### AIM OF THE EXERCISE
The exercise asks for every line of the data to be reproduced exactly.

### EXTRACTED MATERIAL
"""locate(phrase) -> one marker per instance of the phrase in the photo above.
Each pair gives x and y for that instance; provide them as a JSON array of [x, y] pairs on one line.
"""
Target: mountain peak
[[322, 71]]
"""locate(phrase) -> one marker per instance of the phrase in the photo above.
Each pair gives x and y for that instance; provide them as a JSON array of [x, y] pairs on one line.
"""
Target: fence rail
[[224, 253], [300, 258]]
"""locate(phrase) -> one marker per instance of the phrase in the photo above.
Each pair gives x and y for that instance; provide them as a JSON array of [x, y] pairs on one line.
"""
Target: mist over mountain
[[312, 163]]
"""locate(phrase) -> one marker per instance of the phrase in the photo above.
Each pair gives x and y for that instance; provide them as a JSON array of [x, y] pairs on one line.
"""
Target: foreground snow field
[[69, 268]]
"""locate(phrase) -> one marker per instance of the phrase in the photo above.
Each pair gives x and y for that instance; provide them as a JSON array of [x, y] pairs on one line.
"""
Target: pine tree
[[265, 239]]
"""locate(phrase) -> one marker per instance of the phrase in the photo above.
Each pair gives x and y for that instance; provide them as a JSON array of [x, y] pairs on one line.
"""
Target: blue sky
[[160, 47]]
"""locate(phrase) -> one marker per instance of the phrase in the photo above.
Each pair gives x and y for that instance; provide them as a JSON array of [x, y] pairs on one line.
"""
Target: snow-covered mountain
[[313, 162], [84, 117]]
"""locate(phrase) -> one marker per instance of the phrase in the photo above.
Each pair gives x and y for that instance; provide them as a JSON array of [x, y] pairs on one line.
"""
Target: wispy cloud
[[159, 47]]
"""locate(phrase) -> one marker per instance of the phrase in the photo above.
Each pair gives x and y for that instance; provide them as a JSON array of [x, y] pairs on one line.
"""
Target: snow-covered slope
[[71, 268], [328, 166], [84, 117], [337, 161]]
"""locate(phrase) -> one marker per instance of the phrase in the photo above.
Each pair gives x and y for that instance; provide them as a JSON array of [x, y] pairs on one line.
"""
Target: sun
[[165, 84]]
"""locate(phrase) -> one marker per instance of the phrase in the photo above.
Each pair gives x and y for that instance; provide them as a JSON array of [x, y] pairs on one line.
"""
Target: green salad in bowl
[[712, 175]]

### THE SOLUTION
"""locate(phrase) -> one marker per instance of the phrase in the photo above.
Each pair gives x and y for that instance; provide them as a JSON array of [x, y] pairs on one line.
"""
Target: mountain peak
[[322, 71]]
"""locate(phrase) -> one marker per instance of the phrase in the photo above.
Each pair gives x and y for that instance; provide them as a JSON array of [x, y] pairs on one line.
"""
Target: fence rail
[[224, 253], [300, 258]]
"""locate(phrase) -> one marker per instance of the phrase in the photo above.
Each pair gives x and y for that instance; provide them as a JSON array of [x, y] pairs on one line.
"""
Target: mist over mountain
[[312, 163]]
"""locate(phrase) -> one marker per instance of the phrase in the photo above.
Each pair gives x and y for that instance; provide them as a JSON array of [x, y] pairs on one line.
"""
Target: foreground snow field
[[69, 268]]
"""locate(phrase) -> one marker per instance of the phrase in the photo above.
Each pair gives x and y for that instance; provide them as a JSON array of [x, y] pairs on one line.
"""
Target: pine tree
[[265, 239]]
"""locate(phrase) -> one marker per instance of the phrase in the photo above.
Each pair gives x and y for that instance; provide them as a JSON array of [x, y] pairs on one line.
"""
Target: blue sky
[[160, 47]]
"""locate(phrase) -> one marker per instance of the phrase in the photo above.
Each pair gives x and y for that instance; provide them as a JSON array of [x, y] pairs on one line.
"""
Target: snow-covered mountain
[[313, 162], [84, 117]]
"""locate(phrase) -> one marker per instance of the phrase in the photo above.
Each pair gives x and y for that instance; provide them as a JSON array of [x, y] pairs on one line.
"""
Target: wispy cloud
[[159, 47]]
"""locate(phrase) -> one marker per instance of the phrase in the photo above.
Each pair gives x and y for that instance; provide them as a JSON array of [x, y] pairs on one line.
"""
Target: snow-covered slope
[[71, 268], [328, 166], [84, 117], [337, 161]]
"""locate(phrase) -> one marker per instance of the phrase in the photo above.
Each pair gives x and y for that instance; provide them as a JSON array of [x, y] pairs on one line.
"""
Target: sun
[[165, 84]]
"""locate(phrase) -> one marker per instance of the phrase in the photo above.
Each pair gives x and y for that instance; provide them as a JSON array of [x, y] pairs on one line.
"""
Target: green salad in bowl
[[712, 175]]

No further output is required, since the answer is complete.